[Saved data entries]
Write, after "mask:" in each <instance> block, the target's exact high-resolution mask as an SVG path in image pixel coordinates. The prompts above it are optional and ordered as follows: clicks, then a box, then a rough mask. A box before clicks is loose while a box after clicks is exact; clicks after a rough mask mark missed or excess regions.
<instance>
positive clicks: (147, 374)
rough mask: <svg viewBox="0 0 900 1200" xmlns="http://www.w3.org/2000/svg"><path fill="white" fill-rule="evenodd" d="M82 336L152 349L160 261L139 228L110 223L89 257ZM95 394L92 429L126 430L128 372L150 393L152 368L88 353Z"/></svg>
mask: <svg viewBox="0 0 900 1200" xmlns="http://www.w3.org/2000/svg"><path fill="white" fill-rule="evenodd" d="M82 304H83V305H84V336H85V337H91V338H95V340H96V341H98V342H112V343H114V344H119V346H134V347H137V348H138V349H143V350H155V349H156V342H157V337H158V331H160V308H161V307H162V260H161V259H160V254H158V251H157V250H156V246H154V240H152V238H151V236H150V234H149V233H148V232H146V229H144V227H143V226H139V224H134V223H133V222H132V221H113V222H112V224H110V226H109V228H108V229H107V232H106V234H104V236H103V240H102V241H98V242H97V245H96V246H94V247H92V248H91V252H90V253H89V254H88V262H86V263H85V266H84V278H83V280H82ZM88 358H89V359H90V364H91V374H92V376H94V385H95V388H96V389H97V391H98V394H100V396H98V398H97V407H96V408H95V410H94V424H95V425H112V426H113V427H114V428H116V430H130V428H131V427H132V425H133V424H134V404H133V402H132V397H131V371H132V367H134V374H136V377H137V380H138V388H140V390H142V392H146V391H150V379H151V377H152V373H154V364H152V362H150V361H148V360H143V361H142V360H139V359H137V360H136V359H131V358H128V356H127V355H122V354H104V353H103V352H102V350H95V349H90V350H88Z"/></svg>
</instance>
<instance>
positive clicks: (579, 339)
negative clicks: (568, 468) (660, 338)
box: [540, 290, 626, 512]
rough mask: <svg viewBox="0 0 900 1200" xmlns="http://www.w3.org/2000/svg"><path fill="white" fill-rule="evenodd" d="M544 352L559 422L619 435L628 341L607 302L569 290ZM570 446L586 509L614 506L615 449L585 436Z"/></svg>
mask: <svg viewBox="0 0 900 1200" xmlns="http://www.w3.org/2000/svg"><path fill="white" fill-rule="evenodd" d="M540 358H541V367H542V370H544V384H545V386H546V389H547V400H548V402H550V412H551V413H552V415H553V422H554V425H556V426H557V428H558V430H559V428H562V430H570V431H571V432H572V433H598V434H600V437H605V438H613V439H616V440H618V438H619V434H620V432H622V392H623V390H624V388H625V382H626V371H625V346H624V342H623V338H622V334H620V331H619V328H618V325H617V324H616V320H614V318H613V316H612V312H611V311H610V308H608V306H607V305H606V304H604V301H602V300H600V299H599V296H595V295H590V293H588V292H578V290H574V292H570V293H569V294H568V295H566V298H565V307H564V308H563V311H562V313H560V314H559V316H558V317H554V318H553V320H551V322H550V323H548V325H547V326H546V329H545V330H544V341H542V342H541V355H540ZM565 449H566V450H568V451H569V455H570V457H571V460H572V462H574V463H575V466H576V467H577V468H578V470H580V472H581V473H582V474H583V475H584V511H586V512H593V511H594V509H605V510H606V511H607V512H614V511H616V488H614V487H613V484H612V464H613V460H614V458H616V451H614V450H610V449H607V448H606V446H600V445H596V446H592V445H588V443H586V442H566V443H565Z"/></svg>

◆ EXERCISE AIM
Within the entries above, find every line where the string "clicks" occurs, and copy it.

◆ OUTPUT OF THE EXERCISE
Write, after "mask:" in each <instance> block, the target's exact high-resolution mask as an SVG path in image pixel coordinates. The prompts above it are optional and ordered as follows: clicks, then a box, then a rough mask. A box before clicks is loose while a box after clicks is exact; clicks after a rough mask mark missed or excess regions.
positive clicks: (147, 374)
positive clicks: (579, 339)
negative clicks: (568, 468) (660, 338)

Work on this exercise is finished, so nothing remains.